> _Prompt_
In the data that follows, count each line holding the string "blue"; answer with the number only.
(Working data Opens)
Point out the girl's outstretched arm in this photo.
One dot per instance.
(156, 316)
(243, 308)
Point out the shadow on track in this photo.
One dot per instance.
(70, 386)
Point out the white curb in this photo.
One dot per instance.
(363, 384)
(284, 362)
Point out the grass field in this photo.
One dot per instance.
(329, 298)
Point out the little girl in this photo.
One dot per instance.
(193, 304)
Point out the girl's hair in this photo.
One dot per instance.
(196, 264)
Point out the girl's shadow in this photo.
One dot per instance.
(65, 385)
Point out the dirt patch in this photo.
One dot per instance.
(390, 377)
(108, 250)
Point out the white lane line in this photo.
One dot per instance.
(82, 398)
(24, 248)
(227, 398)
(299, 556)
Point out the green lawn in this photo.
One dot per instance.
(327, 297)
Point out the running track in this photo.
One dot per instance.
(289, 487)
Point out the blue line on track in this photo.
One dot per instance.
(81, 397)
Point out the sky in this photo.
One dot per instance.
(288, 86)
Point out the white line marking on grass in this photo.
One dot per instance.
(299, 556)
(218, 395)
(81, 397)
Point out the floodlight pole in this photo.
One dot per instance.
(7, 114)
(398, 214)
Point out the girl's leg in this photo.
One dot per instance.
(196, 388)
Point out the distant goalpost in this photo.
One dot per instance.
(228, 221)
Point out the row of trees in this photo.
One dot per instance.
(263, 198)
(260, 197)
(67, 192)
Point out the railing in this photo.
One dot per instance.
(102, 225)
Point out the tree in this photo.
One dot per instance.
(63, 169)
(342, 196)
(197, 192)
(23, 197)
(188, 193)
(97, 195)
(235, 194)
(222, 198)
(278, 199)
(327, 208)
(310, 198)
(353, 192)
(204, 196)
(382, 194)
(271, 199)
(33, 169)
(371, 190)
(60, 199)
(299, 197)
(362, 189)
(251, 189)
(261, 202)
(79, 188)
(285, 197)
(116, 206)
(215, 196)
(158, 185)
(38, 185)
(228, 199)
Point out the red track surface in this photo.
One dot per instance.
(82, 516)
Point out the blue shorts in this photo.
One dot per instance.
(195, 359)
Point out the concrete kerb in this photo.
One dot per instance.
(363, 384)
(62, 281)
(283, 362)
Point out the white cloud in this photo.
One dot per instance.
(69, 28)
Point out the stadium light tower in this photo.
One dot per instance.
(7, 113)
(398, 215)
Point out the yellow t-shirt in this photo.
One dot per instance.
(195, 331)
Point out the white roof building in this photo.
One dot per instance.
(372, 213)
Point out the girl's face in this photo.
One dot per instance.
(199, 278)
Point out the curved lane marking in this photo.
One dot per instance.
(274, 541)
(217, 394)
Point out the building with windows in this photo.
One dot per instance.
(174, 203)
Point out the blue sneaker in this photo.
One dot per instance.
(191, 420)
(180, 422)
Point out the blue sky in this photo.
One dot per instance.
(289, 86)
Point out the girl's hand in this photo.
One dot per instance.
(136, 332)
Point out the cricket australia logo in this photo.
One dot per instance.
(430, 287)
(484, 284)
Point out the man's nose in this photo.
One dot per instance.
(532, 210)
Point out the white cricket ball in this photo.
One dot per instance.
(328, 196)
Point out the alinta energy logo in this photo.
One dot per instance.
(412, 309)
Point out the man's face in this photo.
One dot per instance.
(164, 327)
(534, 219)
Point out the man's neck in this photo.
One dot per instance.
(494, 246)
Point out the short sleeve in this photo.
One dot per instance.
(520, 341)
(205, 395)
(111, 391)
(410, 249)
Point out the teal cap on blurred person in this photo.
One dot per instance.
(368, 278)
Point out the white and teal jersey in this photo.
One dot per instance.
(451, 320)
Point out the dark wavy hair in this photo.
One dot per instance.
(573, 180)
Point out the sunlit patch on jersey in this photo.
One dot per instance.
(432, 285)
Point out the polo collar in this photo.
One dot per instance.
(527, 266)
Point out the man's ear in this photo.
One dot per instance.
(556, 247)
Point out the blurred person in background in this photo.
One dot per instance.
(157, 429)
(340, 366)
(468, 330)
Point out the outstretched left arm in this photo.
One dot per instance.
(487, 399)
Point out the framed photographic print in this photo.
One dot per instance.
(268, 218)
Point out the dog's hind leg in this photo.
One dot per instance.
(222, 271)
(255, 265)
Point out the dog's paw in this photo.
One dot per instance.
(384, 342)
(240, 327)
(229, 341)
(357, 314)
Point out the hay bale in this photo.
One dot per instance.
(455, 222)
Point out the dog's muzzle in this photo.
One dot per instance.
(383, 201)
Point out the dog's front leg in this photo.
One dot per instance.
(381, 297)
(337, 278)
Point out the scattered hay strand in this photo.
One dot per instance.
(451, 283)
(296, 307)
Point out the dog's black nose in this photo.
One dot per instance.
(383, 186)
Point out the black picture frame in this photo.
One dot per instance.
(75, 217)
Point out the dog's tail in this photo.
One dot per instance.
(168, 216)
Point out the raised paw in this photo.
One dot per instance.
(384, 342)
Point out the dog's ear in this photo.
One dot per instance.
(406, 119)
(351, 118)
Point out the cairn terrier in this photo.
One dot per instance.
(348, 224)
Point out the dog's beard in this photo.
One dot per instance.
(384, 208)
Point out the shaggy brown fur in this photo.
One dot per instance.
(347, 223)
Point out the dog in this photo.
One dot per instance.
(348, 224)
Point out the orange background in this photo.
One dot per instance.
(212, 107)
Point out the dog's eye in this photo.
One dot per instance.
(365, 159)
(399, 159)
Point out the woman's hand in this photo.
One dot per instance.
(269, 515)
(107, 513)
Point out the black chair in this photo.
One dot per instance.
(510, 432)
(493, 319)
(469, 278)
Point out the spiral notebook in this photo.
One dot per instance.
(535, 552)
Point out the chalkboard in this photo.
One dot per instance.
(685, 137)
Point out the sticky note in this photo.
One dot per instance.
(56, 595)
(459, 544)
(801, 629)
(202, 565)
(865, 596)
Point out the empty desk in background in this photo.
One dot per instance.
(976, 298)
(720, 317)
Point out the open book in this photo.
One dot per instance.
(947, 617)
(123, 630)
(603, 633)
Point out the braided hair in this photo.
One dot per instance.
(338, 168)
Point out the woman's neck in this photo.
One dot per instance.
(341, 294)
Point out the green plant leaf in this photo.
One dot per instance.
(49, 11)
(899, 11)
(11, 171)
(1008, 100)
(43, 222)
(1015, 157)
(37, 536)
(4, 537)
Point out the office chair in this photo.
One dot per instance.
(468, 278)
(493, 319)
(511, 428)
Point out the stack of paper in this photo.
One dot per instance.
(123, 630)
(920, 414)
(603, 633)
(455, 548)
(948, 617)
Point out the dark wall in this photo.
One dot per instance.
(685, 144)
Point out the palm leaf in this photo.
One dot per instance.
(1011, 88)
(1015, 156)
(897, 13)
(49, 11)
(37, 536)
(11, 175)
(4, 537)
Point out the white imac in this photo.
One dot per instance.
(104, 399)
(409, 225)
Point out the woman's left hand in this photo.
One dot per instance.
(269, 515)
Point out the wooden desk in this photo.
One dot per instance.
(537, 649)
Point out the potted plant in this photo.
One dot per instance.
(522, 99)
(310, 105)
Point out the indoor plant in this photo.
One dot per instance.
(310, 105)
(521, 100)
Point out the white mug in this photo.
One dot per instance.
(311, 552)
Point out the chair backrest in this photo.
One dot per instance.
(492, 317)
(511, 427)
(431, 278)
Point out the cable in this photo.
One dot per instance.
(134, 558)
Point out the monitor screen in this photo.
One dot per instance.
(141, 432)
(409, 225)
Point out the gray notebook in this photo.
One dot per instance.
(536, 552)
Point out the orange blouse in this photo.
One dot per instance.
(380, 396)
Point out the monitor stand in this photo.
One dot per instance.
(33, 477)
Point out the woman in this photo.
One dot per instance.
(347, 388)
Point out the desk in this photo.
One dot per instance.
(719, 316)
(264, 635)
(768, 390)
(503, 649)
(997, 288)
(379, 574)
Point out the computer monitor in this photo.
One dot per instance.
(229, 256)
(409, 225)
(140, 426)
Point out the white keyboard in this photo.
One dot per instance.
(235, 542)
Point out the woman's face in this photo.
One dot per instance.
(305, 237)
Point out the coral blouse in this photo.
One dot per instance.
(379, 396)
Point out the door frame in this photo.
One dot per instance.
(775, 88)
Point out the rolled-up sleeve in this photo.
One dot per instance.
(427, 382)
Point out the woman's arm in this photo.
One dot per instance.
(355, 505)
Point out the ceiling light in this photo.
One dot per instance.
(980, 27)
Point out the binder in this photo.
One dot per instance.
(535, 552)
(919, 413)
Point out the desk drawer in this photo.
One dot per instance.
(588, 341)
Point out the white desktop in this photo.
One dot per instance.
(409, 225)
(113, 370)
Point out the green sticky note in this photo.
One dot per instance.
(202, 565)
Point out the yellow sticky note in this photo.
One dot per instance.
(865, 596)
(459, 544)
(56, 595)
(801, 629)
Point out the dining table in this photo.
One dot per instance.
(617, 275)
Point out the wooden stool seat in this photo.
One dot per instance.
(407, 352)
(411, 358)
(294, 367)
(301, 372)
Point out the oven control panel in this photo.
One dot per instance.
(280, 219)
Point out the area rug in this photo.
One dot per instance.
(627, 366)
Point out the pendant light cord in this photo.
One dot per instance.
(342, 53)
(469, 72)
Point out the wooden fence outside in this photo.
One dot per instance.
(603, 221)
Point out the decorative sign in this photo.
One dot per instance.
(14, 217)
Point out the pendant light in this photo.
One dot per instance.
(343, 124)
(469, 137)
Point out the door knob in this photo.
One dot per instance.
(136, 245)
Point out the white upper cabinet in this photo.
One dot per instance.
(Working data Closes)
> _Your solution_
4